**Available records**
— START —

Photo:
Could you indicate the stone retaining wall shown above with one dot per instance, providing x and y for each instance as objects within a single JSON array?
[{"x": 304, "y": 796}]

— END —
— START —

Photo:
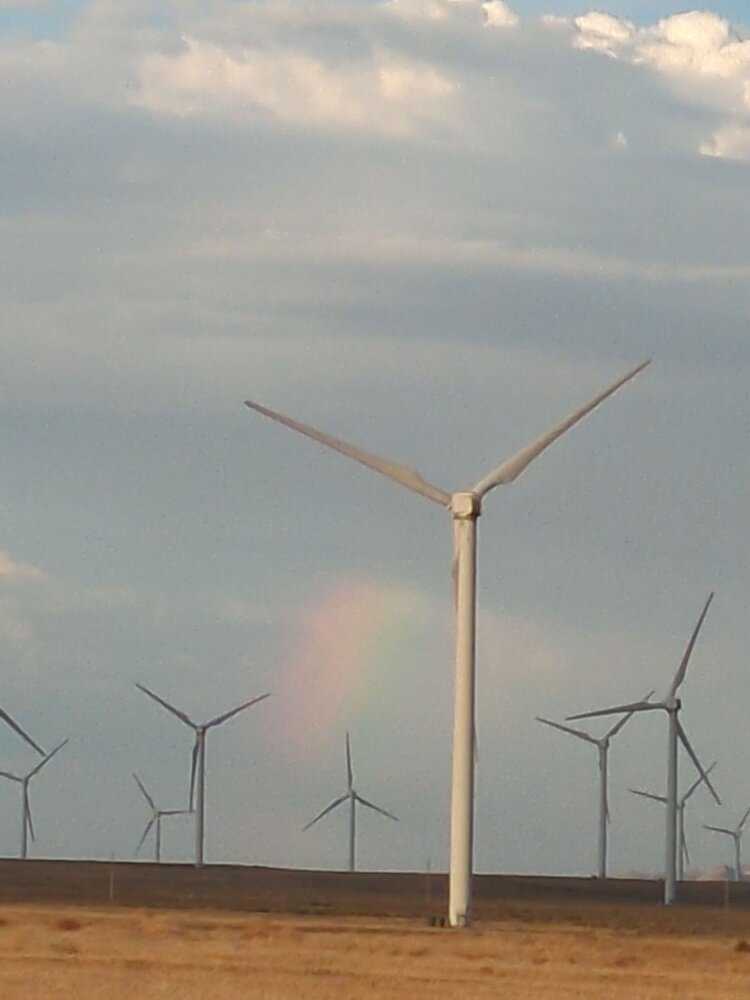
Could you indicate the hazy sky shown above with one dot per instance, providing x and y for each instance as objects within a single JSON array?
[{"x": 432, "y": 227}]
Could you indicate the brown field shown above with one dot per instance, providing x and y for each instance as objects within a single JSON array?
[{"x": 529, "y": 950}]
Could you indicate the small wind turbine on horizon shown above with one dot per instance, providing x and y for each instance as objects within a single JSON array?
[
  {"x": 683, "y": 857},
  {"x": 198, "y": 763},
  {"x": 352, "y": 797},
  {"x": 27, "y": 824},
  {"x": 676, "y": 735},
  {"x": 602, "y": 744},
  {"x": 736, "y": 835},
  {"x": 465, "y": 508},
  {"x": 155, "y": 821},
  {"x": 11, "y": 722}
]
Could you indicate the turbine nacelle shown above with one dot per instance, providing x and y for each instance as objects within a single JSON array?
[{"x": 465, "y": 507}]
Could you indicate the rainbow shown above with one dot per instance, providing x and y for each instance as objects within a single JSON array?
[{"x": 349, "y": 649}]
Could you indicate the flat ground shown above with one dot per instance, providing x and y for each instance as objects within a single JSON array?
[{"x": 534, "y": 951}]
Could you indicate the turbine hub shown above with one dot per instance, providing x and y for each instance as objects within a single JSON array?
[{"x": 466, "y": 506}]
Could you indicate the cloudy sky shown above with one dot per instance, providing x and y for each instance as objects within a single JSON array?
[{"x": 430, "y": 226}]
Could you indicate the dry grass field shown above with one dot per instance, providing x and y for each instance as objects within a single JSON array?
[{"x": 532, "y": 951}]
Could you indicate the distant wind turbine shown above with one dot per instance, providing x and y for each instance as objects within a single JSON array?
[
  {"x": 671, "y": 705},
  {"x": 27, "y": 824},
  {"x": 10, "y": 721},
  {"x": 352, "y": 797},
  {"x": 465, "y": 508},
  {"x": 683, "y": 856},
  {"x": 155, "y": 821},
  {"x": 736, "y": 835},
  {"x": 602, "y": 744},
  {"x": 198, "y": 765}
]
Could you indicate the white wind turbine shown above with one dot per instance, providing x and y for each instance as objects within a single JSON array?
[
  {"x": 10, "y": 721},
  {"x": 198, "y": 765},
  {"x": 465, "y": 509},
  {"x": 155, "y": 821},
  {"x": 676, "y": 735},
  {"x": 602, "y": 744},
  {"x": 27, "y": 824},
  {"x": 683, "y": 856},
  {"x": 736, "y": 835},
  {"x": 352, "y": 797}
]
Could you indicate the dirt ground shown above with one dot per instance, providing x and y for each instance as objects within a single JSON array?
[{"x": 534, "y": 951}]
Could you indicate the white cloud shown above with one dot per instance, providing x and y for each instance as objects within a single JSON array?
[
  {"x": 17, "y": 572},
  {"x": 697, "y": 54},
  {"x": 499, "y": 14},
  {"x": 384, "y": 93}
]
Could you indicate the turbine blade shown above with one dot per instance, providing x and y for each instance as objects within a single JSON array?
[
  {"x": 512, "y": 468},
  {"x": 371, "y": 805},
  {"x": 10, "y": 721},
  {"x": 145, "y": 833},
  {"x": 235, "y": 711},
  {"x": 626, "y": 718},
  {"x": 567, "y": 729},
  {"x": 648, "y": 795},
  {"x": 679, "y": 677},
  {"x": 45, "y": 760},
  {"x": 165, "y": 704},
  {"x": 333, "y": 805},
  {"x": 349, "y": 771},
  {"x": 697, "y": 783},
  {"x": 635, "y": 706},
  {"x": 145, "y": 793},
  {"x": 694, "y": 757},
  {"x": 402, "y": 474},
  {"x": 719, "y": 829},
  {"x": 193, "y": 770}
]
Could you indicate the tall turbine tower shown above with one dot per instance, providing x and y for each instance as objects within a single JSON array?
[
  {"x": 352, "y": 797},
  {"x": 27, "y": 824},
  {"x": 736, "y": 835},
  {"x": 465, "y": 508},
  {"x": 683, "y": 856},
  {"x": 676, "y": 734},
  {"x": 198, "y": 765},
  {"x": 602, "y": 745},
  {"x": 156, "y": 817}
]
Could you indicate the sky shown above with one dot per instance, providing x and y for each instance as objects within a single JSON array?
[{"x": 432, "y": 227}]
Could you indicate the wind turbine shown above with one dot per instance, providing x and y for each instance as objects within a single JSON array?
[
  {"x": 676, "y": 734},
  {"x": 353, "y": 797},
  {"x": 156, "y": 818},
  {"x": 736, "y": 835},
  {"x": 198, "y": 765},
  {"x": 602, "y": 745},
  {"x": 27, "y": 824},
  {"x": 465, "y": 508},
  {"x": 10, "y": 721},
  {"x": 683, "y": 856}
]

— END —
— START —

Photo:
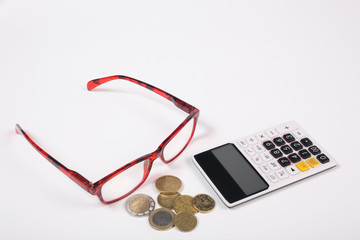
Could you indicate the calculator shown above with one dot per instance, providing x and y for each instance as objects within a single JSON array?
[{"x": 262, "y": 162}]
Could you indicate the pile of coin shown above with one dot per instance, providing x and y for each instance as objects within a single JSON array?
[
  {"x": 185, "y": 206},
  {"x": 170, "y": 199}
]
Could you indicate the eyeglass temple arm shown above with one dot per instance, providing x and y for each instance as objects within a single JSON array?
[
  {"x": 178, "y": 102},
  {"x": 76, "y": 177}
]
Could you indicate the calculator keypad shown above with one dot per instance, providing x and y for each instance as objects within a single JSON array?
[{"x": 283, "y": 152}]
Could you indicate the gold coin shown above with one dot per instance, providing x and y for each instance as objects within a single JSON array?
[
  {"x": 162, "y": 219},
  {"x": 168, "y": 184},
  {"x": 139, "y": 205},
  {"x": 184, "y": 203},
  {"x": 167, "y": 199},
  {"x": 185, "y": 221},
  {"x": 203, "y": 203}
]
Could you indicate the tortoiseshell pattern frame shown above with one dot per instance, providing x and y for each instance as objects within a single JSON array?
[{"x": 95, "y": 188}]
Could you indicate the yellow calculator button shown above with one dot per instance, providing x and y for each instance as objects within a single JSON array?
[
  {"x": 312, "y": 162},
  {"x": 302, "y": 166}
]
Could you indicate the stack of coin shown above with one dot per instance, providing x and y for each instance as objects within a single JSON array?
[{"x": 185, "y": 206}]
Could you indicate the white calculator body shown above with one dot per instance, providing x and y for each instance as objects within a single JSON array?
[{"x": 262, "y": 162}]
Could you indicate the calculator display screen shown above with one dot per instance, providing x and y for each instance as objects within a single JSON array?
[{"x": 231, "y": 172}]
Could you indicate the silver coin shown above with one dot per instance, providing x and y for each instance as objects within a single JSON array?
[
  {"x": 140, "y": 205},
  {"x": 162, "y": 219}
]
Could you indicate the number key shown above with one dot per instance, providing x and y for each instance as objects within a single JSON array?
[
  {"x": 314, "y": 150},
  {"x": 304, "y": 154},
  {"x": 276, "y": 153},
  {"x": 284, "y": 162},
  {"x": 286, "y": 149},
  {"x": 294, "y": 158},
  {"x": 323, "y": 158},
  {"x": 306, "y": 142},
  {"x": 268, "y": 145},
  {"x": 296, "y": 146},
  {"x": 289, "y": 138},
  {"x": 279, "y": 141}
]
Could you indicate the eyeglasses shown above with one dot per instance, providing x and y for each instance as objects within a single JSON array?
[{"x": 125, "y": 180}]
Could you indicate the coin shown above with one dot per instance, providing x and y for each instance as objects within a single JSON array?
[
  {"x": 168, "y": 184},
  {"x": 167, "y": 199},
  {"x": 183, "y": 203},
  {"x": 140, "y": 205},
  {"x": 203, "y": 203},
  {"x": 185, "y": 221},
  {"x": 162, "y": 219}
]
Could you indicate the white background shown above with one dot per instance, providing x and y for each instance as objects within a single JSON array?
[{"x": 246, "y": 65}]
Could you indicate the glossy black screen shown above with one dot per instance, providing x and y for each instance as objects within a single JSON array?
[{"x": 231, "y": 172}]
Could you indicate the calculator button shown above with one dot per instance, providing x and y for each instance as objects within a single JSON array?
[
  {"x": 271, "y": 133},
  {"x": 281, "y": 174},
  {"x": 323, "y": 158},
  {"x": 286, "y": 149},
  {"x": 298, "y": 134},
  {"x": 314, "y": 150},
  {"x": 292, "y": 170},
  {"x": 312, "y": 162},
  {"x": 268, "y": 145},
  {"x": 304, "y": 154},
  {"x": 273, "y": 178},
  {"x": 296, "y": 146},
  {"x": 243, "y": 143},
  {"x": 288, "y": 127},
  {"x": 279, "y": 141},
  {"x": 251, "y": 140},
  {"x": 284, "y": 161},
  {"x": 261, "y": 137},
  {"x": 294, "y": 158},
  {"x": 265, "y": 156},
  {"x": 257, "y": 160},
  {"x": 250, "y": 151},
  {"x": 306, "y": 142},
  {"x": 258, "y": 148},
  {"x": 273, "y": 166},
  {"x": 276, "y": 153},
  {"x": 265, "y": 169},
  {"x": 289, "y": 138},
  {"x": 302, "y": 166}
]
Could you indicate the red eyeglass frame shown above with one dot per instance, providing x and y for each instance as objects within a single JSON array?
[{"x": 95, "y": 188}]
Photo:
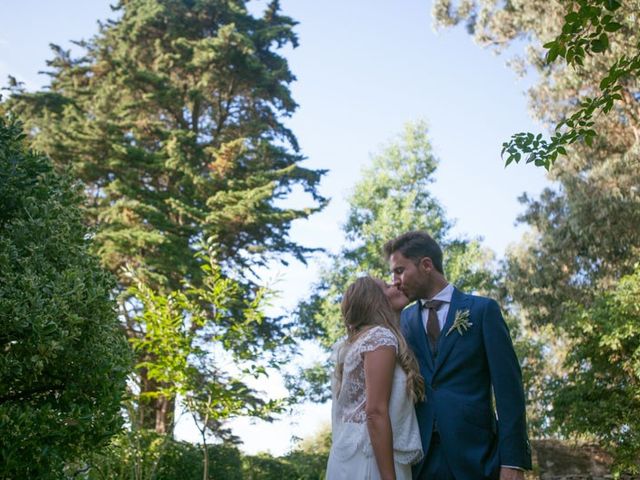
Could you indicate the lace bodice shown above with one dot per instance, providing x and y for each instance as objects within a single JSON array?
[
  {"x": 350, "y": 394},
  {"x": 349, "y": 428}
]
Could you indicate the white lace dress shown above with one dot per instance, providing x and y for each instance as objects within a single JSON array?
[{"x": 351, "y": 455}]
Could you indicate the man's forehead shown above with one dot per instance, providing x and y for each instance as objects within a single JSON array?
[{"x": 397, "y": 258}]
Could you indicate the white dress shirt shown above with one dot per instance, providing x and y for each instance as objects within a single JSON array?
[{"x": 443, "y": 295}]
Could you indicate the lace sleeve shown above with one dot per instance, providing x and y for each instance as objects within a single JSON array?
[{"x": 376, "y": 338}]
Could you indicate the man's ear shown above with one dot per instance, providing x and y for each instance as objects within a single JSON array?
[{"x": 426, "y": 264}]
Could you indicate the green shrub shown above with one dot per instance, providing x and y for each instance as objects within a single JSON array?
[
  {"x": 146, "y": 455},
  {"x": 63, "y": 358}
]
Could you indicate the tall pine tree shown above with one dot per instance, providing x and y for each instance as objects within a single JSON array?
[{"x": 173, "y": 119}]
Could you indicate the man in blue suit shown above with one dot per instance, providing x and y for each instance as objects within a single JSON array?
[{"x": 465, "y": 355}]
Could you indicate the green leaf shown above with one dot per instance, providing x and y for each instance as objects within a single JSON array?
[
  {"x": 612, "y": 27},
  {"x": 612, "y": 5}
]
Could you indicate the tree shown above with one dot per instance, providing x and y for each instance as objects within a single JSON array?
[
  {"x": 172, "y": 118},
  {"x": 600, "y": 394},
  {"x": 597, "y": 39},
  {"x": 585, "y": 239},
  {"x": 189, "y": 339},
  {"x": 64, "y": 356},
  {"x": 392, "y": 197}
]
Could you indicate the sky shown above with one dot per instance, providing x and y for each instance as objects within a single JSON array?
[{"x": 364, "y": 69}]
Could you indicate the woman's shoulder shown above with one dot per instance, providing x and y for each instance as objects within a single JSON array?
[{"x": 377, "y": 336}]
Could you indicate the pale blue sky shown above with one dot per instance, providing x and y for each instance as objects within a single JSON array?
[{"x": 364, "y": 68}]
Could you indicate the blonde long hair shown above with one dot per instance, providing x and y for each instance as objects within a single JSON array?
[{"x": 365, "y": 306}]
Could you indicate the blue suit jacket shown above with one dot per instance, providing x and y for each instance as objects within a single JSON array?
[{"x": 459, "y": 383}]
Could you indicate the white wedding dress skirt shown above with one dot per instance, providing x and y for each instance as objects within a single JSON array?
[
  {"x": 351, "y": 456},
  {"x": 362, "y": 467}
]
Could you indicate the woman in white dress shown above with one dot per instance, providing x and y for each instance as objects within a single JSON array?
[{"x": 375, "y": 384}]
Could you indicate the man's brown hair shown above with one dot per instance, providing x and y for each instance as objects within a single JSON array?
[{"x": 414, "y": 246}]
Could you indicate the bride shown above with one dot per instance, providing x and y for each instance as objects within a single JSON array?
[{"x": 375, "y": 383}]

— END —

**Task to carry out**
Find every line in the entries above that contains the word "suit", and copy each of those lines in full.

**Task result**
Could you indicate the man in blue suit shown above with one dot per instance, providing x and y for each instance as objects within a single JSON array?
Could you indicate the blue suit jacket shown above with one dot per instance, providing x and y for each instance as objects within a single JSON array?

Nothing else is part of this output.